:: MATERIAL TO PROCESS

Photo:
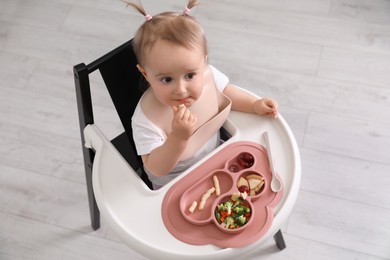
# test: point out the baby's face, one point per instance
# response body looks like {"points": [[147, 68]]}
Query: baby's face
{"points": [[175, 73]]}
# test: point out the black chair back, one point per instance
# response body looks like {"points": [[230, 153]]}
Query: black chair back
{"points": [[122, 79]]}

::::
:: MATERIAL TO PROCESS

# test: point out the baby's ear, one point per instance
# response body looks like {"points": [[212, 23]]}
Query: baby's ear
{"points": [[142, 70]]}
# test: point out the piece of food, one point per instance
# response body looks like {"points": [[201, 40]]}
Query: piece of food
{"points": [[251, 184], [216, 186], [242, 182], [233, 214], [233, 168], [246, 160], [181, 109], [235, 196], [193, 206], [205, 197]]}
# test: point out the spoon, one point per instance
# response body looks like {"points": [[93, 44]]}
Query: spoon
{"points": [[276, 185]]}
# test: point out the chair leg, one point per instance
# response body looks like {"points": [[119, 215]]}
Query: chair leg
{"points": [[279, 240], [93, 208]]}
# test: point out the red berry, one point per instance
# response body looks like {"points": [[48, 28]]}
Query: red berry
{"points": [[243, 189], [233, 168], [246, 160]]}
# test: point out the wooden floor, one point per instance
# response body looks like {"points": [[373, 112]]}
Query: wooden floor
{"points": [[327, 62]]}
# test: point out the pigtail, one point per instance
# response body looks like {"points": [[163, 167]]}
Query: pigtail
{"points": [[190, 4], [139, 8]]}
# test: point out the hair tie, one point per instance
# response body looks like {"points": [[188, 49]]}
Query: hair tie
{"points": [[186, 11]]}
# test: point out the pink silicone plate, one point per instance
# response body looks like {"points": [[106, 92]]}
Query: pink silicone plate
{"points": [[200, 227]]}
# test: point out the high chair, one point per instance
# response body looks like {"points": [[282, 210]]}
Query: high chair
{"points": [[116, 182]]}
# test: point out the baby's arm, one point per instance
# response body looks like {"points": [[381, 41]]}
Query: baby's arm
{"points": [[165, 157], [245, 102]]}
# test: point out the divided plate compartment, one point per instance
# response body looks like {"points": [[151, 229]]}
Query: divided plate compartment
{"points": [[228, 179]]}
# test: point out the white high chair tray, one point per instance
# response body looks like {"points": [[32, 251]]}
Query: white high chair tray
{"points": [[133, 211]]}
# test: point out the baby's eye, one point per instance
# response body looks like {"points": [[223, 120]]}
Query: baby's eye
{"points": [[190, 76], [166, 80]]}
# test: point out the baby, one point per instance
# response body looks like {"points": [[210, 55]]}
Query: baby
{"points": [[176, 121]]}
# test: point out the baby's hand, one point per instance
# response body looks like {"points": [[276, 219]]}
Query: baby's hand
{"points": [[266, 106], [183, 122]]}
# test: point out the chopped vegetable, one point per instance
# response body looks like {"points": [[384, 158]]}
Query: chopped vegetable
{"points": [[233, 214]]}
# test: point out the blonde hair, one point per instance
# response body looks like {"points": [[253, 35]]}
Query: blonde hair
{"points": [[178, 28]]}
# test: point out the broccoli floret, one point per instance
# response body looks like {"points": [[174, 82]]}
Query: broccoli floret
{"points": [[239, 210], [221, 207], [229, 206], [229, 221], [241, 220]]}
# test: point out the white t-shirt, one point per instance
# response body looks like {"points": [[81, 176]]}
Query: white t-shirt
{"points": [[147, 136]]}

::::
:: MATERIAL TO PROCESS

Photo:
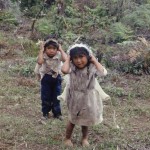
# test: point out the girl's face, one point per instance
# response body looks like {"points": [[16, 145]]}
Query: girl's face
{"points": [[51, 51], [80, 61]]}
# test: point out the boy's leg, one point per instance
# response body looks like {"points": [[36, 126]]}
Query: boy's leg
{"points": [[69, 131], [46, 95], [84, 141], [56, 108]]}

::::

• **TASK STATEMENT**: Pick out every line in the rows above that contains the string "food", and copy each one. Case counts.

• **SOLUTION BELOW**:
# test: point out the piece of food, one point per instance
Query: piece of food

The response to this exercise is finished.